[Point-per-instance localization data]
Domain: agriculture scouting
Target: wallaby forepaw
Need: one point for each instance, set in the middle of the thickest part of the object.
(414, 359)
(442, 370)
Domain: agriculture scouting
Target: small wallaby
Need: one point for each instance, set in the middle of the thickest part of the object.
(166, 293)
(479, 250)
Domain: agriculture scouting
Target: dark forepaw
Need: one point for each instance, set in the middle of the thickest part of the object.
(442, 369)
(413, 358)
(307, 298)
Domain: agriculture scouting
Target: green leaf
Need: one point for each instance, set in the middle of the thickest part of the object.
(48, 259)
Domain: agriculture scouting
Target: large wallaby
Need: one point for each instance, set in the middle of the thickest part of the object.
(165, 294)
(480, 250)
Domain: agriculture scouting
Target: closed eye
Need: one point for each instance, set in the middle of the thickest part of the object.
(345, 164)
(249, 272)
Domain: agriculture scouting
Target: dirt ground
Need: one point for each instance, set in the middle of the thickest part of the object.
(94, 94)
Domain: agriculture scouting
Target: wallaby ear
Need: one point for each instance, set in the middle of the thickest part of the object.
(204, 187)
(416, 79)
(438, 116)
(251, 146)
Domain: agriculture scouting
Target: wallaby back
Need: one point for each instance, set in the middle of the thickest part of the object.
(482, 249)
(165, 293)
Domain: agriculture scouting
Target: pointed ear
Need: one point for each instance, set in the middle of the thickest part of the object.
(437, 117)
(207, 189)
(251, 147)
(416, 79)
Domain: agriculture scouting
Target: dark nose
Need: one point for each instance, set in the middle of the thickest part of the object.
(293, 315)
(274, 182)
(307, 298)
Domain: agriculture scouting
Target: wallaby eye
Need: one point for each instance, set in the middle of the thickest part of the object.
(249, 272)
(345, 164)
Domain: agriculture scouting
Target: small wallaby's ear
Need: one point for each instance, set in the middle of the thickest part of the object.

▸ **Problem to solve**
Take the entries above and write them out again unchanged.

▸ **Result**
Domain: agriculture scouting
Target: wallaby forepaw
Need: one point for each instance, set in the middle of the thickest part of the object.
(414, 359)
(442, 370)
Domain: agriculture scouting
Target: small wallaby
Need: one point for each instance, set in the middle of the thickest part of the object.
(166, 293)
(479, 250)
Domain: agriculture scouting
Target: dark forepaw
Need: one point for each instance, set in the middle of the thickest part of the object.
(442, 369)
(413, 358)
(307, 298)
Domain: agriculture scouting
Target: green leaf
Need: one point for each instance, set in the middle of the thickest part of the object.
(48, 259)
Domain: agriculture scouting
Target: large wallaby
Need: one point for each instance, set in the middle of the thickest part of the object.
(165, 294)
(480, 250)
Domain: agriculture scouting
Target: closed eye
Need: one point for each instance, set in the middle of the thickest part of the object.
(345, 164)
(249, 272)
Domain: agriculture scouting
Target: dirt ground
Need: one point for each instance, set in the middle of the thickest part of the object.
(94, 94)
Domain: agriculture scouting
Target: wallaby ear
Need: one point for each instance, set in the middle of the thickest part of the object.
(204, 187)
(416, 79)
(438, 116)
(251, 146)
Domain: agriculture scouting
Target: wallaby back
Need: one point for each instance, set in the middle of the thickest part of the object.
(482, 249)
(165, 293)
Domain: agriculture scouting
Target: pointed ear
Need: one point for each instance, set in the middle of the thickest part of the object.
(437, 117)
(207, 189)
(251, 147)
(416, 79)
Domain: agriculture scouting
Target: dark nose
Need: one point for each instance, set in the middle of the thickest part of the object.
(293, 315)
(274, 182)
(307, 298)
Domain: agriculture scouting
Target: wallaby eye
Need: one point for each instance, set in the middle of the thickest part of the object.
(249, 272)
(345, 164)
Domain: agriculture scouting
Target: small wallaby's ear
Need: one point for each instance, set in the middle of the thickest part of the object.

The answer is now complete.